___ Source extract ___
BOOK REVIEW / When the twain met: 'Memories of Rain' - Sunetra Gupta: Orion, 13.99

Click to follow
'OH EAST is East, and West is West, and never the twain shall meet'. So said Kipling, who placed the gate of the Orient at the frontier of India - for the Near and Middle East, though Muslim, at least share with the West their Judeo-Christian inheritance. It is in India - where human existence is no longer governed by a paternalistic deity, but by myriad gods and goddesses in their many avatars - that the real difference in mentality begins.

Is marriage between an oriental and a European therefore doomed? Even under the Raj, when miscegenation was usually frowned upon, happy marriages between Indians and Europeans often took place. In today's multi-racial Britain, mixed marriages are subject to the same statistical hazards as any other: seven out of ten are likely to end in divorce.

Memories of Rain, Sunetra Gupta's dazzling first novel, is a meditation on the East-West divide through the marriage of a beautiful Indian girl with an Englishman. Walking down Oxford Street on a rainy Friday afternoon Moni, married to Anthony for 10 years, and with a six-year-old daughter, sees a woman crushing an ice-cream cone to feed the pigeons and giving them water in a plastic bowl. This image opens the gates of memory: she reflects that the birds can't drink, for 'many years ago her grandmother had told her that pigeons can only quench their thirst by opening their beaks to drops of rain'.

This first paragraph sets the tone for the narrative which unfolds over the weekend. Through a series of flashbacks and reflections Moni illustrates the contrast between her native India and her adopted country.
___
» **Task 1**:
For each statement, answer yes or no according to the book review, and quote the words from it that settle the question. (a) Moni has been married to Anthony for ten years. (b) Kipling placed the gate of the Orient at the frontier of China. (c) The novel's narrative unfolds over a single week.
The book review and the entries have no connection to each other.
___ Recorded data ___
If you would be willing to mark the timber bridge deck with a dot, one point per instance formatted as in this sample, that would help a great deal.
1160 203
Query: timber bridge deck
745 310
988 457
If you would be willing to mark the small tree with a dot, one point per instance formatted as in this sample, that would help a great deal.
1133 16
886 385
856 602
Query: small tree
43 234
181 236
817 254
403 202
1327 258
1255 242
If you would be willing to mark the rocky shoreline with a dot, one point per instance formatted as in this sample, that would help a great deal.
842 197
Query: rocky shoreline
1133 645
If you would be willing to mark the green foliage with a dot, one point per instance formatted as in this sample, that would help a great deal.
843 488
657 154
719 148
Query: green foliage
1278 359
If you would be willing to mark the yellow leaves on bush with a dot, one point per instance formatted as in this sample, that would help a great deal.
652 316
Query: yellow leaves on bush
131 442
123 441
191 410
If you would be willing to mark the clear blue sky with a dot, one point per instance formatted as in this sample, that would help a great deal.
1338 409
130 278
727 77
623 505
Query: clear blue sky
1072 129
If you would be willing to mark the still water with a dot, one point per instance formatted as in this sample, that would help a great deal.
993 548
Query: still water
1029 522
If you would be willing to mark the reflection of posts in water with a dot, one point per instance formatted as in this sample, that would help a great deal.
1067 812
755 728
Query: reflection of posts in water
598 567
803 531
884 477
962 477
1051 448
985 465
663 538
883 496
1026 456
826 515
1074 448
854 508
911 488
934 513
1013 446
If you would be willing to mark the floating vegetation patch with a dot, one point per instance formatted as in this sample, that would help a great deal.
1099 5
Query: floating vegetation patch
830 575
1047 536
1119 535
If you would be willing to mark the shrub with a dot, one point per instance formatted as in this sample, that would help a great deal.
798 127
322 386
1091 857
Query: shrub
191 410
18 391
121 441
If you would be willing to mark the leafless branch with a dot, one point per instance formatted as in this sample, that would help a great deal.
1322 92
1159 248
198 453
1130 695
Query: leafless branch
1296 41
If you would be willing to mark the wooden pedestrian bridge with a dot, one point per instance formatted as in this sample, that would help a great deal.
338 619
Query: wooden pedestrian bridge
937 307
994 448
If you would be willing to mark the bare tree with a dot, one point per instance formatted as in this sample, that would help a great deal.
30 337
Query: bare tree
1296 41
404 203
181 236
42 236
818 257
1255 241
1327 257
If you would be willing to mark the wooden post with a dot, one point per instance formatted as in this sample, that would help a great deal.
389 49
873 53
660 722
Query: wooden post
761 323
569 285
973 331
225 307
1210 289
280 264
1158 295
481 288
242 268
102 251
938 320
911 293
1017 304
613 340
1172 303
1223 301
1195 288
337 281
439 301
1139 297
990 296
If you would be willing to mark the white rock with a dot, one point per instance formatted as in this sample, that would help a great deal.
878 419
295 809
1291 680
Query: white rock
___
» **Task 2**:
Count the lines in the entries that contain the string "bridge", and give only that number.

» **Final result 1**:
(a) Yes: "Moni, married to Anthony for 10 years"
(b) No: "placed the gate of the Orient at the frontier of India"
(c) No: "the narrative which unfolds over the weekend"

» **Final result 2**:
4